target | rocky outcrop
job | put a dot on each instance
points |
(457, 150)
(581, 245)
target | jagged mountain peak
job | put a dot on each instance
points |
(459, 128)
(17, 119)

## Exercise
Can you write out the entries above again, replacing "put a dot on each instance" with "mark every instance" and changing nothing else?

## Worked answer
target | rocky outcrop
job | mark every instance
points |
(457, 150)
(581, 245)
target | jagged mountain peak
job | mark every instance
points |
(459, 128)
(17, 119)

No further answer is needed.